Text
────────────────────────────────────────

Sunday, September 21, 2014

Informatica Audit Framework

Different name but the requirement or functionality is same:-


1) An ETL/Informatica Framework for Operational Metadata Logging

2) Process Control / Audit of Workflows in Informatica 

3) ETL Audit and Control information

4) A Scheduler framework for Audit - Balance and Control

5) Collecting Session Stat for audit purpose

below is the approach to implement the above requirement:-

Approach:-

The above requirement can be implemented using Informatica repository Views:-

The 2 vies used for this framework are:-
REP_SESS_LOG and REP_SESS_TBL_LOG one can find these view in the data base where Informatica repository server installed.

Let's understand what blow query will do. 

 Both query's will return last session run related records.

for example in the development Env we have 6 months of data in the views, out of that we will get only last run information for each session in a folder (as we are filtering data based on the folder first) **Where SUBJECT_AREA=PROJECT_FOLDER.

────────────────────────────────────────

Requirements
[1] Which two repository views does the Informatica audit framework text use?
[2] Using the Informatica audit framework text, explain in one to three sentences why the queries return last-run information for each session in a folder.
[3] Rewrite the Informatica audit framework text from "5) Collecting Session Stat" up to and including "repository server installed.", substituting "database" for "data base".

Listed records
────────────────────────────────────────

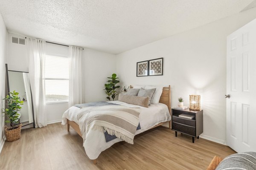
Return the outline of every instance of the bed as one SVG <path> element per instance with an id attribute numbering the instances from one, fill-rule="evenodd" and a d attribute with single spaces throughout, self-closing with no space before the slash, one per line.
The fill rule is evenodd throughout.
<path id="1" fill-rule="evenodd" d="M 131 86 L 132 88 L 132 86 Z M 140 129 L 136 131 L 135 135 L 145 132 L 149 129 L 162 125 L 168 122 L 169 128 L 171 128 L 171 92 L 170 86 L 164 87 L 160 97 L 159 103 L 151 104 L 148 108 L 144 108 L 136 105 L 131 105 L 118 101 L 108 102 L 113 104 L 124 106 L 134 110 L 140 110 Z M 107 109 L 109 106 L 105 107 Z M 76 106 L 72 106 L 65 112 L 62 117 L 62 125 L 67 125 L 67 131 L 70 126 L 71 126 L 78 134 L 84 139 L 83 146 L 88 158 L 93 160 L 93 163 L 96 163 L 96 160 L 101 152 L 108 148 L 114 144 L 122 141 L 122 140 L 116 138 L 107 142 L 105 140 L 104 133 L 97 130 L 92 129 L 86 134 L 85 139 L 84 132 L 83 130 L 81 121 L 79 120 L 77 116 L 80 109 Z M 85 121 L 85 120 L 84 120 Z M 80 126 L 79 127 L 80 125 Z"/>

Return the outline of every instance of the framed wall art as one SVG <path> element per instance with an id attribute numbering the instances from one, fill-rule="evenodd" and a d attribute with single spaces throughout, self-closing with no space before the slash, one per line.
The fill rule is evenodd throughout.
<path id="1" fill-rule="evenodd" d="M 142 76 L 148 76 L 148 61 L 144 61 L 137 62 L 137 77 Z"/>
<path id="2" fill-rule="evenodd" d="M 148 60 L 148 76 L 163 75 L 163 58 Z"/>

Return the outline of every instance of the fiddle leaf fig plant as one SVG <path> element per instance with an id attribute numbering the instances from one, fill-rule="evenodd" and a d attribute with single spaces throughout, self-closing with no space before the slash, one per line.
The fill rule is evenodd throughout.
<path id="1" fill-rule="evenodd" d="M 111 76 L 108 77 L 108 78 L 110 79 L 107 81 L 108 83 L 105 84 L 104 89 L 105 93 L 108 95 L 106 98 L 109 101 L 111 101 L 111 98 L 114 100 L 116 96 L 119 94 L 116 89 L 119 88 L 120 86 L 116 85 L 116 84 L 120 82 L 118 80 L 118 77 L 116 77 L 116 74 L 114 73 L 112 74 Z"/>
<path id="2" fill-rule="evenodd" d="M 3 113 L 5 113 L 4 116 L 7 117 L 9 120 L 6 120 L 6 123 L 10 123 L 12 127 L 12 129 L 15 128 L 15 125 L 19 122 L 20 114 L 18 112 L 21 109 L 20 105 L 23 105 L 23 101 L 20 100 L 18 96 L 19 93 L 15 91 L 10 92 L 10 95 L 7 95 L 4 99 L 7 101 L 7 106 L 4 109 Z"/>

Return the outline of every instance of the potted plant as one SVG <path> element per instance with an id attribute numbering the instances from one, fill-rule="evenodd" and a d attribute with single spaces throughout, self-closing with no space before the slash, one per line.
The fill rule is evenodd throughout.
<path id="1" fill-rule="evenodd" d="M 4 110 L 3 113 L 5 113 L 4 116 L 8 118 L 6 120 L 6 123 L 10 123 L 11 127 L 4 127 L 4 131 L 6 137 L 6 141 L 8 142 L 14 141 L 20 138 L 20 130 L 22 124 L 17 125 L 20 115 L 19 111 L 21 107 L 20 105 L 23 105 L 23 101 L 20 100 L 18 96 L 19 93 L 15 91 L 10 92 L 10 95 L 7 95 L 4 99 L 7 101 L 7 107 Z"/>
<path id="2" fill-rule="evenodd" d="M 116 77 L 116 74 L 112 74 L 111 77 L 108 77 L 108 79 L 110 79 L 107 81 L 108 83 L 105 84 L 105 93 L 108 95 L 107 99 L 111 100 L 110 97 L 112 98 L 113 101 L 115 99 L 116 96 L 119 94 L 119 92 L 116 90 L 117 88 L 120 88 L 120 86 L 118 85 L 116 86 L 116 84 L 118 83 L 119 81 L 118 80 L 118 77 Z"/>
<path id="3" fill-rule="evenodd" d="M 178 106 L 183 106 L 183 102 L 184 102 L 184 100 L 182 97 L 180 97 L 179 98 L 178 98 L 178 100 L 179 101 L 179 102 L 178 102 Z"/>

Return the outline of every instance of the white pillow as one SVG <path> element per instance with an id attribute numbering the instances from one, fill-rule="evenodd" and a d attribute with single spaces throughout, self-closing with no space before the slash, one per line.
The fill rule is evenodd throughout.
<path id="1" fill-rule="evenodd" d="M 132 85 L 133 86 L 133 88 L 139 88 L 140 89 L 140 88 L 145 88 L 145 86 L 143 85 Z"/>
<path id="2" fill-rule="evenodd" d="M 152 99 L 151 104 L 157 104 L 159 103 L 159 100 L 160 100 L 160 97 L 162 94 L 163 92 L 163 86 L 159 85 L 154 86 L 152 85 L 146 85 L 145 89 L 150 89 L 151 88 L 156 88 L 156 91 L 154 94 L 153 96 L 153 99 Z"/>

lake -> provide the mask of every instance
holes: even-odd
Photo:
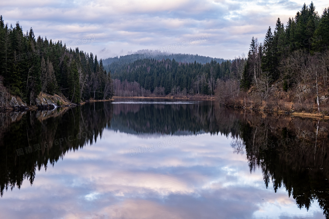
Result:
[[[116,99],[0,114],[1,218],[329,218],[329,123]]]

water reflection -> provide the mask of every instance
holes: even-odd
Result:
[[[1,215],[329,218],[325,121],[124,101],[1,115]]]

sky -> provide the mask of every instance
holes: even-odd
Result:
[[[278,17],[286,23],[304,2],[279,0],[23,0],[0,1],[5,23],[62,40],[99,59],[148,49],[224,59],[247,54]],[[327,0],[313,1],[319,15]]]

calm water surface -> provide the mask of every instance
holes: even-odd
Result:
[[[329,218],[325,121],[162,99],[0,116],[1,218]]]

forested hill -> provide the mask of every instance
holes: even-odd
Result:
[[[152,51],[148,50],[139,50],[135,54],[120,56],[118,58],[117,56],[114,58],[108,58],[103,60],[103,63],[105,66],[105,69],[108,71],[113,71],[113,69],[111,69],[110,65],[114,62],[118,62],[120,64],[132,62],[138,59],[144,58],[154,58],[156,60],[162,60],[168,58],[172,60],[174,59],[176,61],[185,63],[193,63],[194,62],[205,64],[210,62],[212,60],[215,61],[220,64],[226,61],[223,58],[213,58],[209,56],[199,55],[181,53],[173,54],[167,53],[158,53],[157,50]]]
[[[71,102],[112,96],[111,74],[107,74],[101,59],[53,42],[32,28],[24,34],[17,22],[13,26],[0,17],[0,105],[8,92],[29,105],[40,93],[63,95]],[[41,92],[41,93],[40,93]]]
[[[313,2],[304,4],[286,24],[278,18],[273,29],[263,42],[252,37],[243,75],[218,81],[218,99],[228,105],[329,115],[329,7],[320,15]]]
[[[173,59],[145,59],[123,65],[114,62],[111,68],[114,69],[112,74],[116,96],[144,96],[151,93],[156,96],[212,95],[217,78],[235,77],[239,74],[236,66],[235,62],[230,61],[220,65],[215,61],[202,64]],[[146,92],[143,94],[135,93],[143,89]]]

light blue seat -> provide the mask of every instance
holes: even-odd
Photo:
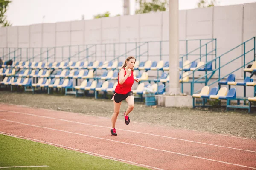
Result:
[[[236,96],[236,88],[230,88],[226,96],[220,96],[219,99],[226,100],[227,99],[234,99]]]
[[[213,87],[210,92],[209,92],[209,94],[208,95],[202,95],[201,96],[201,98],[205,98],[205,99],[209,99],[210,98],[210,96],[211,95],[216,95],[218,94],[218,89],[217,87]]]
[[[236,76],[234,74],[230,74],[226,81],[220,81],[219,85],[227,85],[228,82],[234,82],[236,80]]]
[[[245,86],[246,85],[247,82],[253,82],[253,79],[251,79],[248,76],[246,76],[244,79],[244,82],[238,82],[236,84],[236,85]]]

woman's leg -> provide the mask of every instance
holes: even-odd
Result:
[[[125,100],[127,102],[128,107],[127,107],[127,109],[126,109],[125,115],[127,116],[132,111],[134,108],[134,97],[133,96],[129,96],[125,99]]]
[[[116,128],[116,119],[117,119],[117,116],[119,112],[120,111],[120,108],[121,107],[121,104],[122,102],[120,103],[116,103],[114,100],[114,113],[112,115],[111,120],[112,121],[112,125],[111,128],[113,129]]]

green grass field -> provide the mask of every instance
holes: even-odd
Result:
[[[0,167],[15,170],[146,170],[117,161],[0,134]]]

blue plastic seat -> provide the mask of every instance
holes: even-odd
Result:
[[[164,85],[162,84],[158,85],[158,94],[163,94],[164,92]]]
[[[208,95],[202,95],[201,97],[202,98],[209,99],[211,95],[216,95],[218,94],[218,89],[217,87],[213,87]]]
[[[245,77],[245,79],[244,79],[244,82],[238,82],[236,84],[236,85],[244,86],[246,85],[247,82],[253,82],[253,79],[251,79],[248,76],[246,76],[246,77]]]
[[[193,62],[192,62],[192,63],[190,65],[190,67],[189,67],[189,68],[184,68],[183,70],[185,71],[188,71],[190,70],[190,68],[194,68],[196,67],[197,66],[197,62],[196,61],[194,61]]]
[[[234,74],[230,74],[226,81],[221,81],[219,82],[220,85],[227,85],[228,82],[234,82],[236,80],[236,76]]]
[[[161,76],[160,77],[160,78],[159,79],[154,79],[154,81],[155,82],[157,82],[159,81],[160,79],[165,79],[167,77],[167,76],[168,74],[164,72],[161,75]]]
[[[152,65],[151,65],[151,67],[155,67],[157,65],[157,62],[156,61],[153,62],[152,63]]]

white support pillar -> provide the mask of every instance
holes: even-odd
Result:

────────────────────────────────────────

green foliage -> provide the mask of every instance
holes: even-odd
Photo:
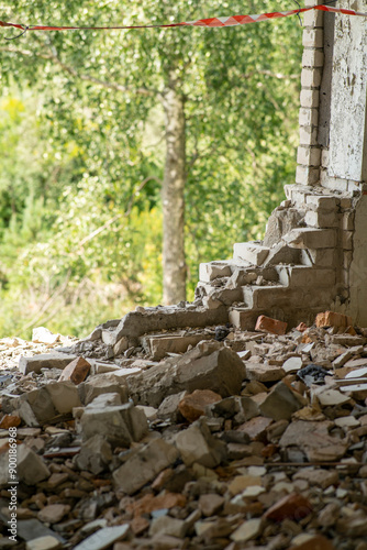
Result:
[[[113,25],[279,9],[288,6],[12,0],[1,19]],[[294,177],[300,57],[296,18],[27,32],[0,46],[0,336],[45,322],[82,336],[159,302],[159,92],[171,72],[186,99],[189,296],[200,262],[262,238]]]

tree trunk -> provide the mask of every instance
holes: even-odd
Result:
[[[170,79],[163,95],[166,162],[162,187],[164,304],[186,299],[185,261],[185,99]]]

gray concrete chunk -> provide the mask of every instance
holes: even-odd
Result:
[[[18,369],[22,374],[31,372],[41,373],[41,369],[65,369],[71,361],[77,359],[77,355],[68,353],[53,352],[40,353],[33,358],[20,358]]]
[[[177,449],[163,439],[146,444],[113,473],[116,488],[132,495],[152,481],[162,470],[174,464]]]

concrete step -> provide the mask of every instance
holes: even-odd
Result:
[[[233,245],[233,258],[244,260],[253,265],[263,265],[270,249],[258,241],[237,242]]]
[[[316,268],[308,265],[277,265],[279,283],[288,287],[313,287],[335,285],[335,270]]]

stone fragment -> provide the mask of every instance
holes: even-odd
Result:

────────────────────────────────────────

Answers
[1] REP_SESS_LOG and REP_SESS_TBL_LOG.

[2] The data is filtered by folder first, with the condition Where SUBJECT_AREA=PROJECT_FOLDER. Because of this, the last-run information is grouped for each session within that folder.

[3]
5) Collecting Session Stat for audit purpose

below is the approach to implement the above requirement:-

Approach:-

The above requirement can be implemented using Informatica repository Views:-

The 2 vies used for this framework are:-
REP_SESS_LOG and REP_SESS_TBL_LOG one can find these view in the database where Informatica repository server installed.